# Yeti Pro FRO build - All race proven



## digilux (Mar 23, 2007)

This started out as a project with no real start idea or plan for how/what it was going to end up as.

I always whanted to do a ultimate build, choose the components I feel are the ultimate bits and pieces.

Frame and fork have their factory original colour, but I would pref like a yellow/neon fork... but the black suits the package.

This project startet out whit this:









... and ended up like this - enjoy!



































































































































































All parts are NOS/mint condition


----------



## Rumpfy (Dec 21, 2003)

Clean! Nice set of pictures too. Mostly old with a little new in there.


----------



## digilux (Mar 23, 2007)

Thanks, yes the only "new" parts are the remake porc tires and the new style head badge


----------



## ameybrook (Sep 9, 2006)

Logo'd CK headset too.

▸ **Records provided**:
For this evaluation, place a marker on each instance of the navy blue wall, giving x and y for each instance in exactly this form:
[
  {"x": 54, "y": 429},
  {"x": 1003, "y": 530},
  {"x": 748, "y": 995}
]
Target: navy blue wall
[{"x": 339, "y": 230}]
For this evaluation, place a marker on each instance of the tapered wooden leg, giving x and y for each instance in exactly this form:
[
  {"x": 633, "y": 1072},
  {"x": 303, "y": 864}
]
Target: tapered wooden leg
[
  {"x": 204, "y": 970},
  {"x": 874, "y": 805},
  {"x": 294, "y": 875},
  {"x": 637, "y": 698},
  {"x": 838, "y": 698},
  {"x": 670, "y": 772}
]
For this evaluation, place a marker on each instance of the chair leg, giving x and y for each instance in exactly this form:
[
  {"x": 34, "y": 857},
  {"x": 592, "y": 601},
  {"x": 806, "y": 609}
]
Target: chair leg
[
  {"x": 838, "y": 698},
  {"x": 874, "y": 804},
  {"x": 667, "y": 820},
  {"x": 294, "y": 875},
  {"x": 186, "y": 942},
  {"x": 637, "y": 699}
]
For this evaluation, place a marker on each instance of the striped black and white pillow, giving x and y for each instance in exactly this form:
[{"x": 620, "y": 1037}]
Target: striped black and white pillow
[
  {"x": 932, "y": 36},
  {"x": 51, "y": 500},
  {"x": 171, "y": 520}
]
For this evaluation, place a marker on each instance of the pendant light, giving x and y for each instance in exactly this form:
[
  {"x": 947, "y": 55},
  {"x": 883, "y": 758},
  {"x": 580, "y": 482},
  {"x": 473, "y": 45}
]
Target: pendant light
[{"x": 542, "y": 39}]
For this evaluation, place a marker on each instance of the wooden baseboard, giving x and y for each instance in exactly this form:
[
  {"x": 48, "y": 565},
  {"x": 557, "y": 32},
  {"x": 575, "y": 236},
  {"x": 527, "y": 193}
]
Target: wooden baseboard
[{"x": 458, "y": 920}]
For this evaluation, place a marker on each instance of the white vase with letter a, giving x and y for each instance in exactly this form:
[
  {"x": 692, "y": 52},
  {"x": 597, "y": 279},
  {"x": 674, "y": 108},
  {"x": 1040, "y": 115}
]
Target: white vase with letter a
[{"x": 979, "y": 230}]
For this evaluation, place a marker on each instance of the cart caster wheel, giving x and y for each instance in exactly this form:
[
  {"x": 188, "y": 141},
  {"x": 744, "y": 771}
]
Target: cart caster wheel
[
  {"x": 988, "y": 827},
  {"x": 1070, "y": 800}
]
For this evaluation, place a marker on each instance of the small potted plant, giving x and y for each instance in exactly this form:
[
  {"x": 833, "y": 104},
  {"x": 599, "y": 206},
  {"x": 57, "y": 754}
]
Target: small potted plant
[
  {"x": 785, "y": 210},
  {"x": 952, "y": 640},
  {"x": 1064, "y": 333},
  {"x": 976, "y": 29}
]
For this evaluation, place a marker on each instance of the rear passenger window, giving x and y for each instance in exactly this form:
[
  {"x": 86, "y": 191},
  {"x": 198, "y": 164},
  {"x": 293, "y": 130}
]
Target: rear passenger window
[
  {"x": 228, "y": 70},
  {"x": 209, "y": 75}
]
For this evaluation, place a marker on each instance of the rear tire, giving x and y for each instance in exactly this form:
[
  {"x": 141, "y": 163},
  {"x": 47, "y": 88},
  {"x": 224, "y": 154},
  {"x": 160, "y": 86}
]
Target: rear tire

▸ **Problems**:
[A] In the Yeti build thread, restate the paragraph that begins "Frame and fork have their factory original colour" more briefly, keeping its main facts.
[B] In the Yeti build thread, write out everything from "This started out" down to "suits the package." again, with "colour" swapped for "paint".
[C] Write what comes next in the Yeti Pro FRO build thread, picking up after its final post.

▸ **Answers in order**:
[A] The frame and fork keep their factory original color. A yellow/neon fork would have been preferred, but the black suits the package.

[B]
This started out as a project with no real start idea or plan for how/what it was going to end up as.

I always whanted to do a ultimate build, choose the components I feel are the ultimate bits and pieces.

Frame and fork have their factory original paint, but I would pref like a yellow/neon fork... but the black suits the package.

[C]
----------



## girlonbike (Apr 24, 2008)

Nice ferrules!


----------



## digilux (Mar 23, 2007)

ameybrook said:


> Logo'd CK headset too.


well the point was not to make it 100% 1990-ish periodic correct. I have a 1 1/4 Shimano XT headset, a 1 1/4 all black non labeled CK, a Onza Mongo etc... but the solver CK fits best.

The build was all about the details like the ferrules, the lovely Mavic bits, the suntour front thumb shifter etc


----------



## Rumpfy (Dec 21, 2003)

ameybrook said:


> Logo'd CK headset too.


And the cranks and the pedals.


----------



## Rumpfy (Dec 21, 2003)

digilux said:


> well the point was not to make it 100% 1990-ish periodic correct. I have a 1 1/4 Shimano XT headset, a 1 1/4 all black non labeled CK, a Onza Mongo etc... but the solver CK fits best.
> 
> The build was all about the details like the ferrules, the lovely Mavic bits, the suntour front thumb shifter etc


Its a very cool bike for sure. I like it. Do you have plans to ride it?


----------



## unicrown junkie (Nov 12, 2009)

Looks fantastic, and I was taken back by the Mavic derailleurs, been some time since I have seen those, plus that XT post.

Congratulations on getting it the way you want!


----------



## jeffgothro (Mar 10, 2007)

Dont like the "easton" decal and some of the other decals or know why they are there, its a cro-mo frame? Other than that, no complaints, this bike is perfect, if it were a woman, I would "hit it", if I wasnt such a GT freak, this bike would be eligible for my "dream garage" ...,really nice bike you got there.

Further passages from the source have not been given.